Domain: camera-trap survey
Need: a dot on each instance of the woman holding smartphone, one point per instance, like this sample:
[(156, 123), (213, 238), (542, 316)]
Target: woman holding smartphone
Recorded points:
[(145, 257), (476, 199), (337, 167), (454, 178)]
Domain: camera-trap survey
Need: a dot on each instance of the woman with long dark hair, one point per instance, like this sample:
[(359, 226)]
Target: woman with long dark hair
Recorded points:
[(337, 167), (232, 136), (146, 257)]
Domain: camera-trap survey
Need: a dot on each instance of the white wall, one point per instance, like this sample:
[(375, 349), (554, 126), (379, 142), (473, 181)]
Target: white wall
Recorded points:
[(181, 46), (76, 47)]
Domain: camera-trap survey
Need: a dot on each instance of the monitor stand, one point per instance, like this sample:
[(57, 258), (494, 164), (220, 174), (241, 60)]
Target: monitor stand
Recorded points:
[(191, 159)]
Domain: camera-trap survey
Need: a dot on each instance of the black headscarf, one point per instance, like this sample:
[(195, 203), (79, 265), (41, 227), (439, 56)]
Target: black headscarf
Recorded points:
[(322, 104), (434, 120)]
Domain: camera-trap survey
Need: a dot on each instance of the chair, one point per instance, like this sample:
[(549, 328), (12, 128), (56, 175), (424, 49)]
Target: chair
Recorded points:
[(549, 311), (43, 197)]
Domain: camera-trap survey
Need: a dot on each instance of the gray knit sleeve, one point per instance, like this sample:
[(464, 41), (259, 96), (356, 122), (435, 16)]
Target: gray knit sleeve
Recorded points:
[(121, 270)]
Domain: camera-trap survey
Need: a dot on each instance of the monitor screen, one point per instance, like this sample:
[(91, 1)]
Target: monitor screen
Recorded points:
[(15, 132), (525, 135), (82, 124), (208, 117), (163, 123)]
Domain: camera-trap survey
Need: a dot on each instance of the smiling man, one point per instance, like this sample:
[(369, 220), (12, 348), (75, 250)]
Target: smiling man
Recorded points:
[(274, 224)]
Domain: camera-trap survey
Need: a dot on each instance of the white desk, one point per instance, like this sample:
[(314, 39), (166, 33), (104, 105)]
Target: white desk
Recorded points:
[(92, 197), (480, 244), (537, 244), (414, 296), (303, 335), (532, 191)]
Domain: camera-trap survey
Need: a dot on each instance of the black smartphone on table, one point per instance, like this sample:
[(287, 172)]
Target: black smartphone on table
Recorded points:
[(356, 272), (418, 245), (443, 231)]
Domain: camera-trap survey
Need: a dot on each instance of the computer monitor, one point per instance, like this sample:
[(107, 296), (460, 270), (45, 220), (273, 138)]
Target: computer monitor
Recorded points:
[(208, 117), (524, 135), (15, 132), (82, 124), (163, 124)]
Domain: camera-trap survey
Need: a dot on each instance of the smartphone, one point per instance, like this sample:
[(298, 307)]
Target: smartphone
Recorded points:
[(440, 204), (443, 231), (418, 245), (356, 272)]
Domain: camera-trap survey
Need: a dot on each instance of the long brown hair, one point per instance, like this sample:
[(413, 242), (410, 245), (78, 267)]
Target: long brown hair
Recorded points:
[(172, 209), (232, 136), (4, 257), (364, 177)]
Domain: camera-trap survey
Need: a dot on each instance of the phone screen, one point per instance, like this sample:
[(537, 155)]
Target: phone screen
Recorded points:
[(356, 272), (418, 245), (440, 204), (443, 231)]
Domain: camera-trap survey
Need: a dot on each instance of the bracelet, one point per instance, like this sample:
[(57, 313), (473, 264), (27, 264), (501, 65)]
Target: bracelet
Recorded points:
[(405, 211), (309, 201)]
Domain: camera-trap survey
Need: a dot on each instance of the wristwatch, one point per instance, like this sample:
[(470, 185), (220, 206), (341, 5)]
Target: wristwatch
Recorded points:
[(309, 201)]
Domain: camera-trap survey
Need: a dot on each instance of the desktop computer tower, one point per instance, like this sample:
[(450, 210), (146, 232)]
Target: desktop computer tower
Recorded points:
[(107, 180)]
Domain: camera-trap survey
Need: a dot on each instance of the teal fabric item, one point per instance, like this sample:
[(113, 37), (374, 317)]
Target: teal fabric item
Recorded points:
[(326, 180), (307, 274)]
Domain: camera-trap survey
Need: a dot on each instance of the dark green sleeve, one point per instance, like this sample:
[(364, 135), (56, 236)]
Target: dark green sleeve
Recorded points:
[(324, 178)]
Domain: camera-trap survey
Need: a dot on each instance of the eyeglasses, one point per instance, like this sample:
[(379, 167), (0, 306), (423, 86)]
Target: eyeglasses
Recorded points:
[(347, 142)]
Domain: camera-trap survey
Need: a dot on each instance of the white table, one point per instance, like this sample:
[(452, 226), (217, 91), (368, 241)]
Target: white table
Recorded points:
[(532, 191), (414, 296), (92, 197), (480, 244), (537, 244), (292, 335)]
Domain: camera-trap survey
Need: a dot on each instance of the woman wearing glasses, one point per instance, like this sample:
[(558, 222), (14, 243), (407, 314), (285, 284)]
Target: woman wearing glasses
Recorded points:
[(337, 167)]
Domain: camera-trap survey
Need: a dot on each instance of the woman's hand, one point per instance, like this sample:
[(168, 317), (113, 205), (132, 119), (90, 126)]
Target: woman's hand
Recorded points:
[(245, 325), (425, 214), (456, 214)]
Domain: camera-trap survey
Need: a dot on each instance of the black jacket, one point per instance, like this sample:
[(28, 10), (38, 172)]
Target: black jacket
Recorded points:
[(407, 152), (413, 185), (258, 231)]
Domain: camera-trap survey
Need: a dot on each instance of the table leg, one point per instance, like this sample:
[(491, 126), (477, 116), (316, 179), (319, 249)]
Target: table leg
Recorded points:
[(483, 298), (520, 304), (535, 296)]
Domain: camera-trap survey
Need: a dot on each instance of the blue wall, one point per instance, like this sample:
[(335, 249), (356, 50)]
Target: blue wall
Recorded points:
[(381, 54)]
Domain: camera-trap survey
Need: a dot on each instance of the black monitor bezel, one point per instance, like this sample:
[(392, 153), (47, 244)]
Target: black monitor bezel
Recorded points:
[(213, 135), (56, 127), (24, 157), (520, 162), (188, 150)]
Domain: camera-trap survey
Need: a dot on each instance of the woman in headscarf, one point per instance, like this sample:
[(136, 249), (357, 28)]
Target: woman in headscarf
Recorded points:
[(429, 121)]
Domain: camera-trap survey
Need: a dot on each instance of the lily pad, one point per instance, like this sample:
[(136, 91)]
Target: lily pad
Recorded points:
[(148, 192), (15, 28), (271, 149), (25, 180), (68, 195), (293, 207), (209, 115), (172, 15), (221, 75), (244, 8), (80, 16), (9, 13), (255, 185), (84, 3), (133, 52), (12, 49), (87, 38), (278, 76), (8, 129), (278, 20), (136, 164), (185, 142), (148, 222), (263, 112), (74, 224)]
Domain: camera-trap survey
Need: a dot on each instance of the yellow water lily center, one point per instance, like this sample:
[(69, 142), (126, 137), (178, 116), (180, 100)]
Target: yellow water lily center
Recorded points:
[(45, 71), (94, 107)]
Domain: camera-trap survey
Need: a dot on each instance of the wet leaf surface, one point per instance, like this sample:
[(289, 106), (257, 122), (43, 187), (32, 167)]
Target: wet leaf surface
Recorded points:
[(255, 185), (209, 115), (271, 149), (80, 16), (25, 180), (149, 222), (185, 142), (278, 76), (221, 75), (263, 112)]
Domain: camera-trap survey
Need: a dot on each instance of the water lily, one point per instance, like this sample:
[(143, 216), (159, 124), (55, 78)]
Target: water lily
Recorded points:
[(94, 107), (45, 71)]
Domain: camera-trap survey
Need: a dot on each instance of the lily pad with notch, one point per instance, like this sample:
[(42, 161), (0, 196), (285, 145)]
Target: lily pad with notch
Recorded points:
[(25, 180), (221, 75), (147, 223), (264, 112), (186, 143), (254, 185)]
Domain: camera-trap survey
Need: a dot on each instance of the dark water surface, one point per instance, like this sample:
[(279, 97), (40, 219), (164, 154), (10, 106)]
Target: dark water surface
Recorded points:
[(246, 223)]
▬▬▬▬▬▬▬▬▬▬
Reproduce the material from its first line through the line containing "[(337, 167), (232, 136), (146, 257)]", replacing "smartphone" with "mobile phone" wherever it occurs and leaving everything else unchanged.

• _TASK RESULT_
Domain: camera-trap survey
Need: a dot on each instance of the woman holding mobile phone, one point per instance, like this sample:
[(156, 123), (213, 238), (542, 316)]
Target: woman holding mobile phone
Recorded points:
[(145, 257), (476, 199), (337, 167), (454, 178)]
Domain: camera-trap survey
Need: a dot on each instance of the woman with long dark hair, one point per instance, like this sample:
[(359, 226)]
Target: woman with long dark hair
Recorded points:
[(337, 167), (232, 136), (146, 257)]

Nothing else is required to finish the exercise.